In Swine Seventh, Eighth, and Ninth Review Results, the Department
found this program de jure specific, and thus countervailable, because
the program's legislation expressly limits its availability to a
specific group of enterprises or industries (livestock producers). No
new information or evidence of changed circumstances has been submitted
in this proceeding to warrant reconsideration of this finding.
The Department determined that these grants are recurring because
the recipient can expect to receive benefits on an ongoing basis from
POR to POR. (See General Issues Appendix (58 FR at 37226)). Therefore,
to calculate the benefit, we have allocated the amounts of the grants
to the year of receipt. Consequently, we divided the amount of IRMPEP
grants to live swine producers for the POR by the total weight of live
swine produced in Saskatchewan in the POR. We then weight-averaged the
result by Saskatchewan's share of total exports of live swine to the
United States during the POR. On this basis, we preliminarily determine
the benefit from this program to be Can$0.0010 per kilogram for the
POR.
Saskatchewan phased out the Interim Red Meat Production
Equalization Program. The last date producers could apply for or claim
benefits was November 30, 1994 and the last date that producers could
receive benefits was March 31, 1995. Because IRMPEP has been terminated
and there are no residual benefits being provided, the cash deposit
rate will be adjusted to zero to reflect a program-wide change. (19 CFR
355.50(1)(d) of the 1989 Proposed Regulations).
h. New Brunswick Livestock Incentives Program
This program, which operates under the Livestock Incentives Act,
provides loan guarantees to livestock producers purchasing cattle,
sheep, swine, foxes, and mink for breeding purposes, and for feeding
and finishing livestock for slaughter. Loans, in amounts ranging from
Can$1,000 to Can$90,000, are granted by commercial banks or credit
unions and guaranteed by the Government of New Brunswick (GONB) to an
individual, partnership, corporation or incorporated co-operative
association engaged in farming in New Brunswick. Swine producers submit
an application for a loan under this program to a bank. The bank
evaluates the loan application based upon standard loan criteria and
either approves or rejects the application. A consideration for
obtaining the loan is the presentation to the GONB of a farm plan
established at the time the loan is taken out. For loans given for the
purchase of animals for breeding purposes, the term of the loan is not
more than seven years and the first payment of the principal is due two
years after the date on which the loan was given. For loans given for
the purchase of animals for feeding purposes, the loan is due when the
animals have been sold which shall not exceed a period of eighteen
months. The interest rate for these loans is set at the prime rate plus
one percentage point.
At the end of three years after loans are issued, the GONB may give
20 percent of the loan amount to the farmer in the form of a grant. To
be eligible for this grant, the farmer had to have implemented, in a
satisfactory manner, the farm plan established at the time the loan was
taken out. The grant portion of
---- page 52432 ----
this program has been terminated. Grants are not provided for loans
given after July 15, 1992, but grants were still being provided during
the POR.
In Swine Second and Third Review Results (55 FR 20817), the
Department found this program to be specific because it is limited to
livestock producers. No new information or evidence of changed
circumstances has been submitted in this proceeding to warrant
reconsideration of this finding.

▸ Provided material:
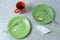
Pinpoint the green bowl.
[32,4,54,24]
[8,16,31,38]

▸ Directions:
1. For each statement below, say whether the swine subsidy text supports it, answering yes or no and quoting the deciding words:
(a) The Government of New Brunswick grants the loans under the Livestock Incentives Program directly.
(b) The interest rate on these loans is the prime rate plus one percentage point.
(c) November 30, 1994 was the last date producers could receive IRMPEP benefits.
2. Write the next part of the swine subsidy text, picking up after its final sentence.
The material is separate from the swine subsidy text.

▸ Task-by-task outputs:
1.
(a) No: "granted by commercial banks or credit unions and guaranteed by the Government of New Brunswick (GONB)"
(b) Yes: "The interest rate for these loans is set at the prime rate plus one percentage point."
(c) No: "the last date that producers could receive benefits was March 31, 1995"

2.
In accordance with section 771(5)(E)(iii) of the Act, a benefit
from a loan obtained with a government guarantee shall normally be
treated as conferred ``if there is a difference, after adjusting for
any difference in guarantee fees, between the amount the recipient of
the guarantee pays on the guaranteed loan and the amount the recipient
would pay for a comparable commercial loan if there were no guarantee
by the authority''. While there are no guarantee fees, the recipients
are paying interest at the rate of prime rate plus one percentage
point. As we learned at verification, the predominant lending rates in
Canada for comparable long-term variable-rate loans are based on the
prime rate plus a one or two-point spread. (See Verification Report at
pages 9 and 22.) Therefore, as our benchmark, we used the prime rate as
published by the Bank of Canada in the Bank of Canada Review, Winter
1995-96 plus one and one half percentage point. This rate represents
the simple average of the spread above prime charged by commercial
banks on comparable loans. Comparing the benchmark interest rate to the
interest rate charged on these loans, we preliminarily determine that
the amount the recipient paid on these loans is less than the recipient
would have paid on a comparable commercial loan.
We calculated the benefit from the loan portion of this program as
follows. For loans outstanding during the POR, either without
repayments or paid off during the POR, we followed the methodology
described in section 355.49 (d) (1) of the 1989 Proposed Regulations.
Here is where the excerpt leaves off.